The play Hand to God, written by Robert Askins, was shown off-Broadway in 2011 at The Ensemble Studio Theatre, and has since been shown on Broadway and in London. The play is about Jason, an introverted young man from a small Texas town who participates in his church’s “Christian Puppet Ministry,” a sock puppet show. Tyrone, Jason’s sock puppet takes a life on its own and blurts out embarrassing facts, maybe because it is an incarnation of the devil, maybe because Jason uses him to say what he truly thinks. Jason recites Who’s on First, with Tyrone as his partner, to a young woman in order impress her, and then pretends that he is the one who came up with the routine. Tyrone then calls him a liar and tells the girl she is stupid for believing that Jason indeed created the routine. An excerpt of that scene was used in a promotional video for the play.
When Abbott and Costello’s heirs learned about this use, they filed a copyright infringement suit against the Ensemble Studio Theatre and the playwright in the Southern District of New York (SDNY). Defendants conceded that they had used part of the routine, but argued in defense that is was “part of a sophisticated artistic expression” and also that Plaintiffs do not own a valid copyright in the routine.

- - -

▶ [Job]: Restate everything in the Hand to God passage from "When Abbott and" down to "in the routine.", substituting "the sketch" for "the routine".

- - -

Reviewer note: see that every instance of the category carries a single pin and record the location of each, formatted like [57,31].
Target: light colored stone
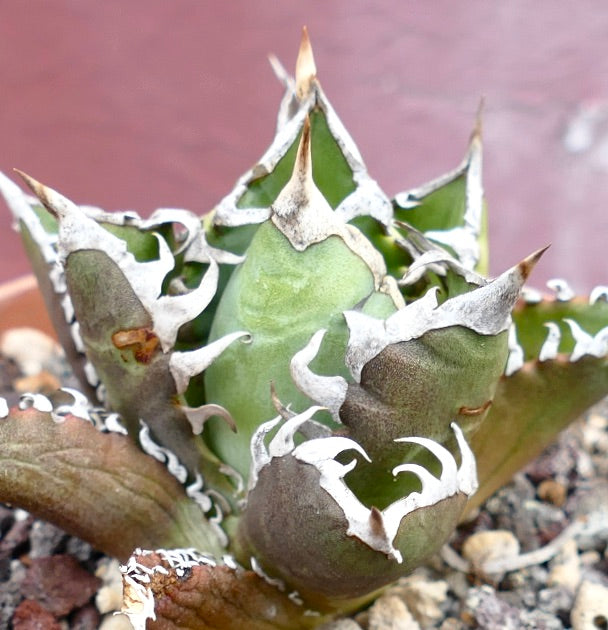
[422,597]
[484,547]
[590,610]
[115,622]
[109,596]
[565,568]
[390,613]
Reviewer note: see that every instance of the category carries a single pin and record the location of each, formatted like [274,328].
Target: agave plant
[290,402]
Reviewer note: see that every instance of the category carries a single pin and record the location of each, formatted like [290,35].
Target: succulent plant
[292,401]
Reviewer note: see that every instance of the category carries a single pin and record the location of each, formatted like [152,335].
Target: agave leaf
[560,369]
[307,527]
[190,591]
[39,232]
[304,267]
[338,170]
[451,210]
[98,486]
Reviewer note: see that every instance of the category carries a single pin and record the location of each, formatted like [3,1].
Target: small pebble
[565,568]
[423,598]
[553,492]
[390,613]
[489,546]
[109,596]
[590,610]
[115,622]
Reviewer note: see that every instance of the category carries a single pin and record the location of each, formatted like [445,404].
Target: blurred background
[138,105]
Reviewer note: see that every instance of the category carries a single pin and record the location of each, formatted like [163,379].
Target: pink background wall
[146,104]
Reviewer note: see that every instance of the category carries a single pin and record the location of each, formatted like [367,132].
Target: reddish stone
[59,583]
[30,615]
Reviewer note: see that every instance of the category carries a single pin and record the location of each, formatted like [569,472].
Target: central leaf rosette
[329,325]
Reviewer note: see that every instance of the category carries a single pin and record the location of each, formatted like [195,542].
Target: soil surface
[535,556]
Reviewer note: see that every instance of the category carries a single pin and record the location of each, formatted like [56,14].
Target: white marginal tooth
[259,453]
[485,310]
[161,454]
[324,450]
[194,491]
[35,401]
[78,231]
[101,393]
[171,312]
[76,337]
[515,360]
[563,292]
[57,278]
[586,344]
[449,470]
[185,365]
[329,391]
[379,529]
[20,205]
[550,346]
[68,308]
[598,293]
[113,425]
[197,416]
[282,443]
[80,407]
[430,483]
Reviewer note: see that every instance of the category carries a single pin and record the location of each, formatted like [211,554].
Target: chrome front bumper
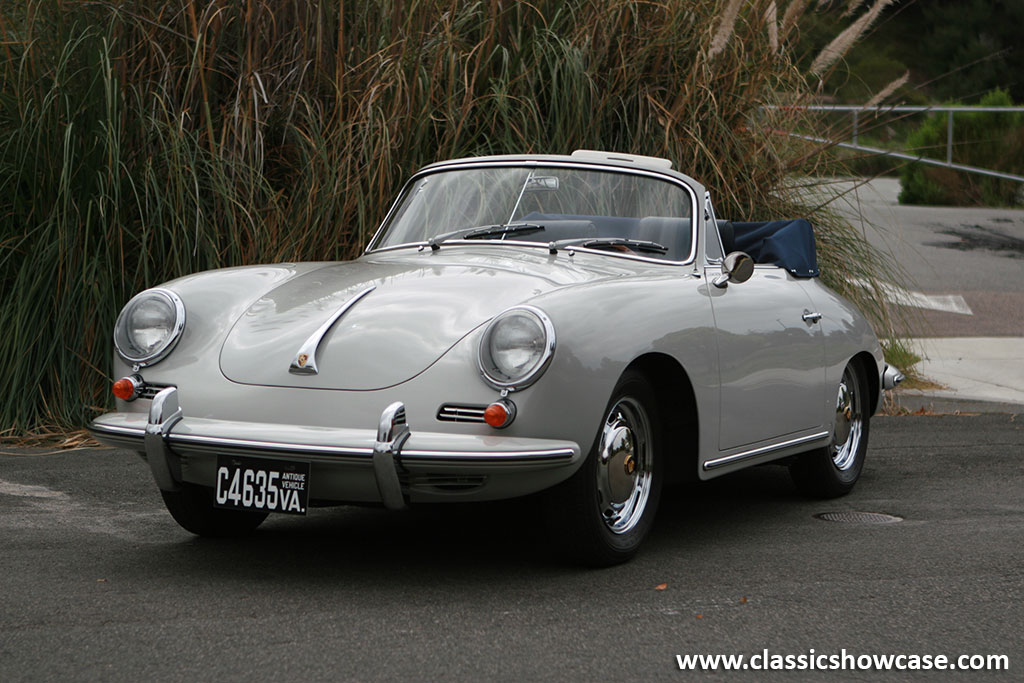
[390,465]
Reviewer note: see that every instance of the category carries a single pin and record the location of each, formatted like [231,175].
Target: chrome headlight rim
[484,363]
[169,343]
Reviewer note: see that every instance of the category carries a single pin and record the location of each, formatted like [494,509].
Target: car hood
[422,303]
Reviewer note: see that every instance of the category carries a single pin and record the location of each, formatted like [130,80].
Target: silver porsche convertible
[580,329]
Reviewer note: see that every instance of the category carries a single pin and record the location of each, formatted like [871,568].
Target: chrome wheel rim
[625,464]
[849,422]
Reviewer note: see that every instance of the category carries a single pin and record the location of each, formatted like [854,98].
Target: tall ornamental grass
[143,139]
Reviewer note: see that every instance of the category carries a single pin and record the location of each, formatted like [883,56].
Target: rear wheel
[605,510]
[192,507]
[833,471]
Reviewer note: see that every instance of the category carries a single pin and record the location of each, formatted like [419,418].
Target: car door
[771,357]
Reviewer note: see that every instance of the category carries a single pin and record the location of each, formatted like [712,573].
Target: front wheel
[833,471]
[192,507]
[604,511]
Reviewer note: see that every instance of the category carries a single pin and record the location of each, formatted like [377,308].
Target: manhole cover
[851,517]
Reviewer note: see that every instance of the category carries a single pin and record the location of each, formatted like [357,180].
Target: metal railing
[856,110]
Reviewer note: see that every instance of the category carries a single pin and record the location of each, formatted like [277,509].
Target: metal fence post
[949,137]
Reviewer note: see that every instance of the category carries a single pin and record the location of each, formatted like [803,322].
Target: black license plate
[254,483]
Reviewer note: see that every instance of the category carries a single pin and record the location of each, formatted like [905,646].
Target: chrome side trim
[305,359]
[735,458]
[164,414]
[461,413]
[392,432]
[553,455]
[114,430]
[364,455]
[274,446]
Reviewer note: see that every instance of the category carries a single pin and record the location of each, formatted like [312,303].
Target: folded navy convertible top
[787,244]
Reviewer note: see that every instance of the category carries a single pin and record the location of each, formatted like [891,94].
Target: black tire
[833,471]
[192,507]
[588,522]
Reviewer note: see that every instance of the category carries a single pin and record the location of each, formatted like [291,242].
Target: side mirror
[737,267]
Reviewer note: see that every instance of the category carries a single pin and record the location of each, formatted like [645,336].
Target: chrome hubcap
[624,466]
[849,422]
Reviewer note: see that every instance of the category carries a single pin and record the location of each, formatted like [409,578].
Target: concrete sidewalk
[972,370]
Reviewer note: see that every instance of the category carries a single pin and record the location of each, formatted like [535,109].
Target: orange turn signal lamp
[500,414]
[127,388]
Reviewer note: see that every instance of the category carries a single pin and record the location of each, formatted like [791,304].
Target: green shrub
[991,140]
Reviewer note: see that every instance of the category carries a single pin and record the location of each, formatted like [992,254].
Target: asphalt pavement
[964,294]
[99,584]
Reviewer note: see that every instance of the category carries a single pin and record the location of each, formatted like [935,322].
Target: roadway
[99,584]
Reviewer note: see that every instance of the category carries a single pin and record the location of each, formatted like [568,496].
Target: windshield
[617,211]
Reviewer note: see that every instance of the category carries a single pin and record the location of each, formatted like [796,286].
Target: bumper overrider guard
[393,453]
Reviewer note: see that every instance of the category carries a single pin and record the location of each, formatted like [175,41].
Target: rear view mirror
[737,267]
[542,183]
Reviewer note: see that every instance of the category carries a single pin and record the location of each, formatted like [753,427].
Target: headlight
[148,327]
[516,347]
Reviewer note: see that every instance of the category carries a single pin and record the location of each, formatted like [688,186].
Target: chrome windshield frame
[544,163]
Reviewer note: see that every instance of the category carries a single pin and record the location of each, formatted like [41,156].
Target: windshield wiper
[482,231]
[600,243]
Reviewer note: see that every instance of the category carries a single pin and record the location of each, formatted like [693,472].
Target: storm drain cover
[853,517]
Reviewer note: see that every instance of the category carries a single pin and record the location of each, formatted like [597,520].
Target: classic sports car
[579,327]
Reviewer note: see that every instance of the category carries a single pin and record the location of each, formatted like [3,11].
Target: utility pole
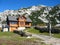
[49,25]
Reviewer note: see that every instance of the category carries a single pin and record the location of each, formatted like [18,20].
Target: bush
[47,30]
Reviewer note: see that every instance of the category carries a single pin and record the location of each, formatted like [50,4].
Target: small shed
[5,28]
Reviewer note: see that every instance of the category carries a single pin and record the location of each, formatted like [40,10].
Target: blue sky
[17,4]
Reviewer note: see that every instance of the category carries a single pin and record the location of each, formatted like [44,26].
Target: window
[27,23]
[13,22]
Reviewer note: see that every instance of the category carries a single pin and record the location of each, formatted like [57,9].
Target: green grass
[35,31]
[10,38]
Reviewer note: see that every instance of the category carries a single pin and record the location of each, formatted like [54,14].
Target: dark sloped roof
[14,18]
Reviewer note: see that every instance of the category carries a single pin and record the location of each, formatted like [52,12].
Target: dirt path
[47,39]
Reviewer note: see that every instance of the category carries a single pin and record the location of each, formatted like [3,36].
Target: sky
[17,4]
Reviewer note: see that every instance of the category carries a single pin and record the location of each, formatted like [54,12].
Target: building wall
[20,23]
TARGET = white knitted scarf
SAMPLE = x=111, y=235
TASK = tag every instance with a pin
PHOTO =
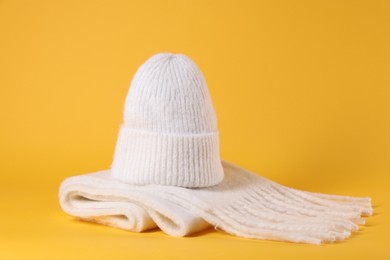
x=244, y=204
x=167, y=173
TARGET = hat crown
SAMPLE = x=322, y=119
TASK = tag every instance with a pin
x=169, y=135
x=169, y=94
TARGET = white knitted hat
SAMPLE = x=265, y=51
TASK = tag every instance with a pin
x=169, y=135
x=167, y=173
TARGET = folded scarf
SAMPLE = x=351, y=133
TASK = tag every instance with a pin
x=244, y=204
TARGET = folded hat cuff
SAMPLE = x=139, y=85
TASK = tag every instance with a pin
x=189, y=160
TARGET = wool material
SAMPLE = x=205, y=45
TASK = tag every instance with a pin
x=167, y=173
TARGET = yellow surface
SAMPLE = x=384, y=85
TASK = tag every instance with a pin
x=301, y=89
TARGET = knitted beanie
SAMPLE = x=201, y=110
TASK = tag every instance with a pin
x=169, y=135
x=167, y=173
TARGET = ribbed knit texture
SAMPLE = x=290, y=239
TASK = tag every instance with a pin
x=243, y=204
x=169, y=135
x=168, y=145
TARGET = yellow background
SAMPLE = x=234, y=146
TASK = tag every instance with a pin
x=301, y=89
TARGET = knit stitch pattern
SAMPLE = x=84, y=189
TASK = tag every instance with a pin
x=170, y=134
x=167, y=173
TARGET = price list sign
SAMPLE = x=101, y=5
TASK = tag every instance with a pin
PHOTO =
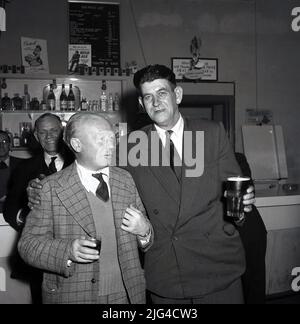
x=97, y=24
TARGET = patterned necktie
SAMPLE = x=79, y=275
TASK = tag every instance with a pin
x=102, y=189
x=3, y=165
x=172, y=149
x=176, y=168
x=52, y=167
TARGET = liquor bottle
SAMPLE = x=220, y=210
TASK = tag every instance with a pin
x=51, y=99
x=5, y=102
x=10, y=135
x=16, y=140
x=17, y=102
x=71, y=99
x=83, y=104
x=116, y=102
x=103, y=97
x=26, y=98
x=63, y=99
x=110, y=102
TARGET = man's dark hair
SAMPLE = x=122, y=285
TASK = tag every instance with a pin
x=42, y=117
x=153, y=72
x=5, y=134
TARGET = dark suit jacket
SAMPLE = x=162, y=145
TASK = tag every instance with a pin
x=16, y=195
x=64, y=215
x=254, y=237
x=5, y=176
x=195, y=252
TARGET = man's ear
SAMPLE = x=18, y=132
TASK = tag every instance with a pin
x=35, y=135
x=76, y=144
x=141, y=102
x=179, y=94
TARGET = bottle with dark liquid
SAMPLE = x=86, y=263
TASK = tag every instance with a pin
x=71, y=99
x=63, y=99
x=51, y=99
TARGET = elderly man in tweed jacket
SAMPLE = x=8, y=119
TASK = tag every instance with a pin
x=77, y=205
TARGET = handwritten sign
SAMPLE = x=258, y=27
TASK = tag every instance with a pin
x=97, y=24
x=203, y=70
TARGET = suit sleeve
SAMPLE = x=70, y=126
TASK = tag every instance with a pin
x=228, y=165
x=38, y=245
x=16, y=197
x=138, y=202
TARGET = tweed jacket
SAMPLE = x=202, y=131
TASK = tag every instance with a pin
x=64, y=215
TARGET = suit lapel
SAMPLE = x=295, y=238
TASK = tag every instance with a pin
x=164, y=175
x=189, y=185
x=73, y=197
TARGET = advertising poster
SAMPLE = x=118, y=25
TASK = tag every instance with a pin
x=34, y=55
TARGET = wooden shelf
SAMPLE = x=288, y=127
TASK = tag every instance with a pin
x=64, y=77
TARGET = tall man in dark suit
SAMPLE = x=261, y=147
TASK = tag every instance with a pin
x=197, y=257
x=89, y=199
x=53, y=157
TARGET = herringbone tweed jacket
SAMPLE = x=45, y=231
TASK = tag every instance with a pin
x=64, y=215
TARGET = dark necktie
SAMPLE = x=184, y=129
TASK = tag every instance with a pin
x=173, y=154
x=172, y=148
x=102, y=190
x=3, y=165
x=52, y=167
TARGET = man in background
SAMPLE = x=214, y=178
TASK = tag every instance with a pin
x=53, y=157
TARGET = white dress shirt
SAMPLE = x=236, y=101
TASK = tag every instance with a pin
x=59, y=162
x=89, y=182
x=176, y=137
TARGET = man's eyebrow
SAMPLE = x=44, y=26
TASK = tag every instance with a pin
x=163, y=88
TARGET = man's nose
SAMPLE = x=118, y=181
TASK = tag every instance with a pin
x=155, y=101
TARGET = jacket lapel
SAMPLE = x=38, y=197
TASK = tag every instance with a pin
x=164, y=174
x=73, y=197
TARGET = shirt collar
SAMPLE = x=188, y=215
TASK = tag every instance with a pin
x=48, y=157
x=86, y=172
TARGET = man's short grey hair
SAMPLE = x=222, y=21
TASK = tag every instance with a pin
x=44, y=116
x=73, y=126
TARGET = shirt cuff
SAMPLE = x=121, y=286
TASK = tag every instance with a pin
x=19, y=218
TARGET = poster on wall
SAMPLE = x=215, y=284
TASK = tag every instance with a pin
x=98, y=24
x=34, y=55
x=80, y=55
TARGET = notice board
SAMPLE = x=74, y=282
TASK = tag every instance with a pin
x=97, y=24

- - -

▶ [Task response]:
When Abbott and Costello’s heirs learned about this use, they filed a copyright infringement suit against the Ensemble Studio Theatre and the playwright in the Southern District of New York (SDNY). Defendants conceded that they had used part of the sketch, but argued in defense that is was “part of a sophisticated artistic expression” and also that Plaintiffs do not own a valid copyright in the sketch.